(CN) – A death row inmate can sue the state under federal civil rights law to perform DNA testing on additional crime scene evidence, a divided Supreme Court ruled Monday, finding that inmates are not necessarily limited to relief under habeas law.
Hank Skinner was convicted in Texas of the 1993 murders of his girlfriend and her two sons. Though Skinner admitted to having been in the house he shared with the victims on the night of the murders, he claims he could not have committed the crime itself because he was incapacitated by a potent mix of alcohol and codeine.
The crime scene was rife with forensic evidence, but not all of it implicated Skinner. Skinner says his girlfriend’s uncle, who is now dead, could have committed the murders because he was an ex-convict with a history of physical and sexual abuse.
Skinner has been unsuccessful over the last decade in his attempts to find state and federal postconviction relief, as have his attempts to access the untested evidence that was collected from the 1993 crime scene – at least up until now.

DATA RECORDS

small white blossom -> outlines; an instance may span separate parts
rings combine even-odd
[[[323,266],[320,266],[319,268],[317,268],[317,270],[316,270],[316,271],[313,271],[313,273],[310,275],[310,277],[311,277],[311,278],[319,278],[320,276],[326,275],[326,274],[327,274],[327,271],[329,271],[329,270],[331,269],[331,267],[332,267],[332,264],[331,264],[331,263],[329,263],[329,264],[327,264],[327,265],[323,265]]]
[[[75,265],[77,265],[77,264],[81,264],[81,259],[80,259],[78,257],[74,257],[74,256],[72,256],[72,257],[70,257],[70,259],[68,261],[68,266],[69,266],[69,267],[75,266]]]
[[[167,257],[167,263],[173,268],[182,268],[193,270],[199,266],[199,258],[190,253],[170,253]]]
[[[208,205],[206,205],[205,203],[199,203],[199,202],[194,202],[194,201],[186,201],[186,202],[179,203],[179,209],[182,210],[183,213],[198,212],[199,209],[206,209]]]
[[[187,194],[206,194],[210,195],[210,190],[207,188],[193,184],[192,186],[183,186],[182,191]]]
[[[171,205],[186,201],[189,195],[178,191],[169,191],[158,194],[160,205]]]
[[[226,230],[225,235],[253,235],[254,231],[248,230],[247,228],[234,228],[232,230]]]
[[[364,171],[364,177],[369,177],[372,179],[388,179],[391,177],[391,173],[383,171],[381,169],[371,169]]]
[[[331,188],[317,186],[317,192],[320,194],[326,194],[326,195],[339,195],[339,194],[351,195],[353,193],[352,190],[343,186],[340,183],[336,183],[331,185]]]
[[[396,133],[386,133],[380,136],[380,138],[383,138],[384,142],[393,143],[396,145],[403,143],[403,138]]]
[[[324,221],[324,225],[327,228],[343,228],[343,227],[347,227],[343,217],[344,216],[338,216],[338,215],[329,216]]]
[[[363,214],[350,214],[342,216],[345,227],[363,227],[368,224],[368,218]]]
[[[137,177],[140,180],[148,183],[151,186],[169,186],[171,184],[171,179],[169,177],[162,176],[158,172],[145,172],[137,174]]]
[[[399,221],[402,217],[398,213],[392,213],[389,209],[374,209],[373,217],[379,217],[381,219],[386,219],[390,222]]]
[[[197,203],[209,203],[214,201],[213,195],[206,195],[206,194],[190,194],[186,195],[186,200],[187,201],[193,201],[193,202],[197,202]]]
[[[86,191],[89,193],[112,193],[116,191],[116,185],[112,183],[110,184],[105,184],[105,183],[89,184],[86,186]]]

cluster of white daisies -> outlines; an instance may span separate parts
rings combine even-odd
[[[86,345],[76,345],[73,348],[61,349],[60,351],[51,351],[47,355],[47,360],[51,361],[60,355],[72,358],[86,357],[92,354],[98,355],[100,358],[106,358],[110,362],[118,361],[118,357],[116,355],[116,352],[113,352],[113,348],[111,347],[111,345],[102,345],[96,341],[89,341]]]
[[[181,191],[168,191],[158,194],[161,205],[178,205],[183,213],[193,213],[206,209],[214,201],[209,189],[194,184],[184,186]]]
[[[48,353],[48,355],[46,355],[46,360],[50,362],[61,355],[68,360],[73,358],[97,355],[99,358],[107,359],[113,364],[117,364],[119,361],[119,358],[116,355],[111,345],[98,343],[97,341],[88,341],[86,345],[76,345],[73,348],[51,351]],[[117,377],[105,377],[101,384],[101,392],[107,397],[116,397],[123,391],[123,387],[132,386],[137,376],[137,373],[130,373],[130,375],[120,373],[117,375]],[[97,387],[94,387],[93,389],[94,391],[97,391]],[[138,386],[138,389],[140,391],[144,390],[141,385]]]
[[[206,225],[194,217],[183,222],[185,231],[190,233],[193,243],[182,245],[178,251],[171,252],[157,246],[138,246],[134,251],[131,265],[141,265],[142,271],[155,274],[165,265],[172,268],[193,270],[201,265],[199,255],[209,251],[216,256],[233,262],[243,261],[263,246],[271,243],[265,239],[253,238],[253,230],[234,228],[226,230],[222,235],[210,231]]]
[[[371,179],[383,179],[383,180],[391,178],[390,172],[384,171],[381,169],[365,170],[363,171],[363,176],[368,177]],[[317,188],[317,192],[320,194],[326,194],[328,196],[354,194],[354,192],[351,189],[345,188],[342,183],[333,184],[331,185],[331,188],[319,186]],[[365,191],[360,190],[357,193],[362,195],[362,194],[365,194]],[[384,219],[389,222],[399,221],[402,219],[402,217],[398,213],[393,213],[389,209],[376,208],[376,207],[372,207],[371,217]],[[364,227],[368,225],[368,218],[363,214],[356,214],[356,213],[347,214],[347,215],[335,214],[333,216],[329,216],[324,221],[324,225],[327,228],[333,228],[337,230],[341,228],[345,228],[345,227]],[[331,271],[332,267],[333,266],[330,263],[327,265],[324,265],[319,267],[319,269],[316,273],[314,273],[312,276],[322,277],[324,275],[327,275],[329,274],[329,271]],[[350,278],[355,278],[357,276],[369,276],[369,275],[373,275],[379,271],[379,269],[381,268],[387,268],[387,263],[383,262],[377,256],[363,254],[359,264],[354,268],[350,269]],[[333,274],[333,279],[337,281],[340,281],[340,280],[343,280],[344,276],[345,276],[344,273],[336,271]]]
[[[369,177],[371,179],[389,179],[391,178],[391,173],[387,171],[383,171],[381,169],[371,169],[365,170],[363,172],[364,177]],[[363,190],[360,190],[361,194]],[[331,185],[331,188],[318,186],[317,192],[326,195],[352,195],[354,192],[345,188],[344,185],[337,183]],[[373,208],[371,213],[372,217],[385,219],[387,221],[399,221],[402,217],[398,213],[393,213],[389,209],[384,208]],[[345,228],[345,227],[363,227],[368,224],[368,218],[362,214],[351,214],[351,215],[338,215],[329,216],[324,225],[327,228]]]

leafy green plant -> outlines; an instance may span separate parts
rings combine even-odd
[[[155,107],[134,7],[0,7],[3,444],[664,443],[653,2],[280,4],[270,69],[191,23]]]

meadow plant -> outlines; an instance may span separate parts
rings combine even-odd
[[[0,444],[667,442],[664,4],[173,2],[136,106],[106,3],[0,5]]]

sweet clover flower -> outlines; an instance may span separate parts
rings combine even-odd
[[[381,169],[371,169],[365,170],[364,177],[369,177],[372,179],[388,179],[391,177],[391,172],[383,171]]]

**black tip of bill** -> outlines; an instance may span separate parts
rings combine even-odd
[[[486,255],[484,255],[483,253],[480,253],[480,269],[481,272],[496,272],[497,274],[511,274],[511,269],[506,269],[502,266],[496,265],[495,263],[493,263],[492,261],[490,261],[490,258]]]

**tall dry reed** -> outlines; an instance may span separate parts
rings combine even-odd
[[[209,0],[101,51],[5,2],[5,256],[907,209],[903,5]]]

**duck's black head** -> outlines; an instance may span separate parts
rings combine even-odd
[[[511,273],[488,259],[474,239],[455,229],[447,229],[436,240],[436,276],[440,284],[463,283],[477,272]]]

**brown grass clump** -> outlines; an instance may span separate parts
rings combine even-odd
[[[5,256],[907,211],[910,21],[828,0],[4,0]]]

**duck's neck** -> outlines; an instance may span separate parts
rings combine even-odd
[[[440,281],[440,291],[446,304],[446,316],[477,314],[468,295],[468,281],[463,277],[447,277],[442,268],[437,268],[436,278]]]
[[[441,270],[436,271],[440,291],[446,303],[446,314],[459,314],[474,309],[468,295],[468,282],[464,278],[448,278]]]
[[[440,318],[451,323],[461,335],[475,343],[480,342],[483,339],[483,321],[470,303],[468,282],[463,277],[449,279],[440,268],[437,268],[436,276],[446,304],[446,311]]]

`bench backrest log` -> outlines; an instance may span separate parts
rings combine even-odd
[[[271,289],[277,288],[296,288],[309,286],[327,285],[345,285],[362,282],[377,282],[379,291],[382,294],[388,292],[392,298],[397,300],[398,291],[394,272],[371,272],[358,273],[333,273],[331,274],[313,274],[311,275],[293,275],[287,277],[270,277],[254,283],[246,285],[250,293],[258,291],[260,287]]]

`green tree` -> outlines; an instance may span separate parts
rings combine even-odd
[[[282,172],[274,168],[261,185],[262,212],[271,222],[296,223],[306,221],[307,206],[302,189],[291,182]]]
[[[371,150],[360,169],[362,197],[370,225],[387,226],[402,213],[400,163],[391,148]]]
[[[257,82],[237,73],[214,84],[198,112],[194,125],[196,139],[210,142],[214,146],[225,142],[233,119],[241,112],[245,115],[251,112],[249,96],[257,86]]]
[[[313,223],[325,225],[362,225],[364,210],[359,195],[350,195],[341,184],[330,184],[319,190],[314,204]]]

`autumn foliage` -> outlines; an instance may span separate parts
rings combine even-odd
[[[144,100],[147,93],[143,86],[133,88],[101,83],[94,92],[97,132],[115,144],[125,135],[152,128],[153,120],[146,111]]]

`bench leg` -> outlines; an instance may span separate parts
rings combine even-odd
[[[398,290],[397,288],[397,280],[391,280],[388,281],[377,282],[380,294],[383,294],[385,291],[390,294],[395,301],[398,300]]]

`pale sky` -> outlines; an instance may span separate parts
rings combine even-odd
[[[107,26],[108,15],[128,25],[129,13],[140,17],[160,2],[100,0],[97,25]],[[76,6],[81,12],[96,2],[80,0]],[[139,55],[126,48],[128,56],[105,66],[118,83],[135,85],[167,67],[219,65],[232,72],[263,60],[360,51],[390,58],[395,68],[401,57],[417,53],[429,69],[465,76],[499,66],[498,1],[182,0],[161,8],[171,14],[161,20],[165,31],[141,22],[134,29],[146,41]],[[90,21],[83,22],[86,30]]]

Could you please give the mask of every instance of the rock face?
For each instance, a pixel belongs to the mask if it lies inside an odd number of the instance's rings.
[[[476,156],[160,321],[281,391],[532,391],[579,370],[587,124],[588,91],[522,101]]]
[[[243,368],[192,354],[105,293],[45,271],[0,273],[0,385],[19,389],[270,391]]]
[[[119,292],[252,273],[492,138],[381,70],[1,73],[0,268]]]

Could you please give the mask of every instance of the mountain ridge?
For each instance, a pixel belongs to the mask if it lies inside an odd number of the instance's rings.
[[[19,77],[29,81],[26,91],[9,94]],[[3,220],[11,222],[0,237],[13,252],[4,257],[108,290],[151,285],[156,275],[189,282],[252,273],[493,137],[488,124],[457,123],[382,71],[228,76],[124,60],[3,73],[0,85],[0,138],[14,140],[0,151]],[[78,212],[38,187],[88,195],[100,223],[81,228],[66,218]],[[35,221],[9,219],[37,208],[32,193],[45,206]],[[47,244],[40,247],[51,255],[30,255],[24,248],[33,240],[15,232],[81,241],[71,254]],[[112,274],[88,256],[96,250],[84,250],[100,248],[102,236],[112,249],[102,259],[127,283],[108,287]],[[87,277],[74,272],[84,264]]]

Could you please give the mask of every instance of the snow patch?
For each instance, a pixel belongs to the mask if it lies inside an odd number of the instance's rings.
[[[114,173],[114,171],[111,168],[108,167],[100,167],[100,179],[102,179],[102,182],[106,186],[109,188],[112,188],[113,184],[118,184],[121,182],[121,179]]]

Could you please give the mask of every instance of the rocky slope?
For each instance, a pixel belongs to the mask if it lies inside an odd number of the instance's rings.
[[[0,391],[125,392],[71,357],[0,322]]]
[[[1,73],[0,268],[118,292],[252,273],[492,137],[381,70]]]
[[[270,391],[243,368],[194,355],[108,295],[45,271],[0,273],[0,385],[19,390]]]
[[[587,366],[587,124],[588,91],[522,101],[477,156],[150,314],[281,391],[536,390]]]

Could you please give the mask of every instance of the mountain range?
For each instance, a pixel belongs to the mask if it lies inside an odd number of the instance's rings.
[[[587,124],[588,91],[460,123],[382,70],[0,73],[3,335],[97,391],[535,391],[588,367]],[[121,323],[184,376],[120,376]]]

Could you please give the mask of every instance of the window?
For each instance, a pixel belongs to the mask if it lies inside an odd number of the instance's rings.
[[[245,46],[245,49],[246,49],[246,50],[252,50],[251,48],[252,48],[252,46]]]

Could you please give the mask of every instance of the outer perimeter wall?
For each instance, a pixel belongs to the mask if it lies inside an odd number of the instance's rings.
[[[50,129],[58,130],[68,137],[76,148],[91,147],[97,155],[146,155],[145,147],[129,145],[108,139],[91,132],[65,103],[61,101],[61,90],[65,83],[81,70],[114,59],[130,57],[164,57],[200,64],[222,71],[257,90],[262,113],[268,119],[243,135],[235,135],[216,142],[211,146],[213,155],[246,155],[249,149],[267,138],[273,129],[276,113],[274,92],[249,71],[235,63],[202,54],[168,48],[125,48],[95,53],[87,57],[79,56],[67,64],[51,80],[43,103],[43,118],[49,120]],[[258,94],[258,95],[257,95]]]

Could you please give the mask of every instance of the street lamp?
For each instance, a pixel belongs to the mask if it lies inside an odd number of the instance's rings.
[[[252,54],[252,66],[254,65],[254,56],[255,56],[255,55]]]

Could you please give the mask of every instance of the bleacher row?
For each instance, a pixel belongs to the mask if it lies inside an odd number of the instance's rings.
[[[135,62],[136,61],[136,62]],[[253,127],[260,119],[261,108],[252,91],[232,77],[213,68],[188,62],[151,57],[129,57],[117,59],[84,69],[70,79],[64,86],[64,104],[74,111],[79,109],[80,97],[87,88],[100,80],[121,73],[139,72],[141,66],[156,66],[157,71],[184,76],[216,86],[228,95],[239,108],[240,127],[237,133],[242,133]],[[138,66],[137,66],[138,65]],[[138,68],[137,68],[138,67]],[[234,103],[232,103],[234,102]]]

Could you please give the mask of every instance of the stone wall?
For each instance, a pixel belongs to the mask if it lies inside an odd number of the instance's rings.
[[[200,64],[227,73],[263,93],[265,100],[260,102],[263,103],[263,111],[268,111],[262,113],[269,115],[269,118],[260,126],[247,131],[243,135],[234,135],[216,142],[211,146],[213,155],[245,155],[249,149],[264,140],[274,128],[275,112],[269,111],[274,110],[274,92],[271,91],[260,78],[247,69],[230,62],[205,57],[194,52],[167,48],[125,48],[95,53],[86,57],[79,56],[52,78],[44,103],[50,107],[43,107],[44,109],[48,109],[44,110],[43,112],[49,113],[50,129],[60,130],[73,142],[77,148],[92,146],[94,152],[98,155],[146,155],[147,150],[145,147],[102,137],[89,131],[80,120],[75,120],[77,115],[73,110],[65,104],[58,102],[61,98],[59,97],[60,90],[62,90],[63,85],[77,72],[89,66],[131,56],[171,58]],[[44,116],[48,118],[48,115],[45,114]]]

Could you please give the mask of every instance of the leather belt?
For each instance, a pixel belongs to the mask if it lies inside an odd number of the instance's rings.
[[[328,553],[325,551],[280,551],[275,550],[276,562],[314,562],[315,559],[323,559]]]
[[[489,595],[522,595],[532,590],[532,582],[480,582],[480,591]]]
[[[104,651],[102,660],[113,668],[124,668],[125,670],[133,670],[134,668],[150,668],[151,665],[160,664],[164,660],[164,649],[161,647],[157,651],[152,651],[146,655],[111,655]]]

ACTIVITY A
Rewrite the news report on the Supreme Court ruling, starting with "(CN) – A death" and going on through "under habeas law.", and swap "death row inmate" for "condemned prisoner".
ACTIVITY B
According to the news report on the Supreme Court ruling, what does Skinner say incapacitated him on the night of the murders?

WRITTEN SOLUTION A
(CN) – A condemned prisoner can sue the state under federal civil rights law to perform DNA testing on additional crime scene evidence, a divided Supreme Court ruled Monday, finding that inmates are not necessarily limited to relief under habeas law.

WRITTEN SOLUTION B
A potent mix of alcohol and codeine.